BEGIN

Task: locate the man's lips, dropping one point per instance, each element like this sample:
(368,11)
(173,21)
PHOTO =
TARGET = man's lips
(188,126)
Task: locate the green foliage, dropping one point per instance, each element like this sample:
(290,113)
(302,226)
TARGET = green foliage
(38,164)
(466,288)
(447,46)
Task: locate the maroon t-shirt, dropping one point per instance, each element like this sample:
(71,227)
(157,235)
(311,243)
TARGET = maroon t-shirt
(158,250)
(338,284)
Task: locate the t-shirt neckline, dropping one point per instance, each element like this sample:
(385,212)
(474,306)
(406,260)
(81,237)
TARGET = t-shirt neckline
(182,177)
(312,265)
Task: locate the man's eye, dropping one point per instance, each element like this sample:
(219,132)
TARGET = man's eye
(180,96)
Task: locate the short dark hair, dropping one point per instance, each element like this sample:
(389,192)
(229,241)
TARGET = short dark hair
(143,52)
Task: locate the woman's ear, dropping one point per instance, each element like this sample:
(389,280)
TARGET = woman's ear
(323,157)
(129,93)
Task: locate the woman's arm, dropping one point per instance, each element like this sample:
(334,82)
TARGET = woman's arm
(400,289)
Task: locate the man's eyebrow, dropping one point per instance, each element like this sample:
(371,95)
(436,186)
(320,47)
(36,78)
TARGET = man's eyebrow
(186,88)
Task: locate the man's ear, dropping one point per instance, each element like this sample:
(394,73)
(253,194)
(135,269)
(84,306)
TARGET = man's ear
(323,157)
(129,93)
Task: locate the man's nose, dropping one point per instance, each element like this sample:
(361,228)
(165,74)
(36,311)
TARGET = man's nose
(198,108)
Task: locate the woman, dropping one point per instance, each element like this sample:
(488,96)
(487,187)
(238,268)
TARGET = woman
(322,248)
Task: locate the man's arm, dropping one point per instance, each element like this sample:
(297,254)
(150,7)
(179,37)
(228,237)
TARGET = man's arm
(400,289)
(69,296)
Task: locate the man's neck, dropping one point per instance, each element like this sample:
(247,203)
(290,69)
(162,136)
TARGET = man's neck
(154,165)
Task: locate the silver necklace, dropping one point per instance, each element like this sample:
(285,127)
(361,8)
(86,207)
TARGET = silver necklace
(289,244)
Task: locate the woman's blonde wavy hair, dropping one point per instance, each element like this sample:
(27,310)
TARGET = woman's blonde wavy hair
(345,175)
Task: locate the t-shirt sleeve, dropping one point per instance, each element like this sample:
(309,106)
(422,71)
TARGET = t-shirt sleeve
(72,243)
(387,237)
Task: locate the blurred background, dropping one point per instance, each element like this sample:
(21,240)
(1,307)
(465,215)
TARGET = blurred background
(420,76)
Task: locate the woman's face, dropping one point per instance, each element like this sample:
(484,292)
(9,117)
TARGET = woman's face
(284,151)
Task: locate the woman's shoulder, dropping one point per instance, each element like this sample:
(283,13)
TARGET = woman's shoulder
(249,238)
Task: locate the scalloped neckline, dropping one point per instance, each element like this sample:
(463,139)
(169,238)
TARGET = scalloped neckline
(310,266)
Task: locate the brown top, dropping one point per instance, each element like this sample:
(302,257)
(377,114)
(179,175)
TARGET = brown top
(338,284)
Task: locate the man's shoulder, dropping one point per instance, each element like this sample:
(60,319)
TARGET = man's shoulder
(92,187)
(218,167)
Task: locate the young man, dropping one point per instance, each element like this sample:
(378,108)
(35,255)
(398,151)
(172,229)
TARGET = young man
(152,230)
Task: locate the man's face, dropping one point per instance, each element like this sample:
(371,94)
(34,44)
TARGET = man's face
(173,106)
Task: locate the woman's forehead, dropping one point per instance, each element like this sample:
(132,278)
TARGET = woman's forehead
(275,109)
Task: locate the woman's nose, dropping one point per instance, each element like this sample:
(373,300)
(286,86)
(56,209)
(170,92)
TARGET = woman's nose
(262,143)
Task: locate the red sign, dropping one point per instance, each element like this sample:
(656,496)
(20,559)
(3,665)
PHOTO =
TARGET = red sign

END

Among the records, find each line where the word "sign" occurs, and copy it.

● Your solution
Task: locate the red sign, dropping one point per instance, each element like this sample:
TARGET = red sign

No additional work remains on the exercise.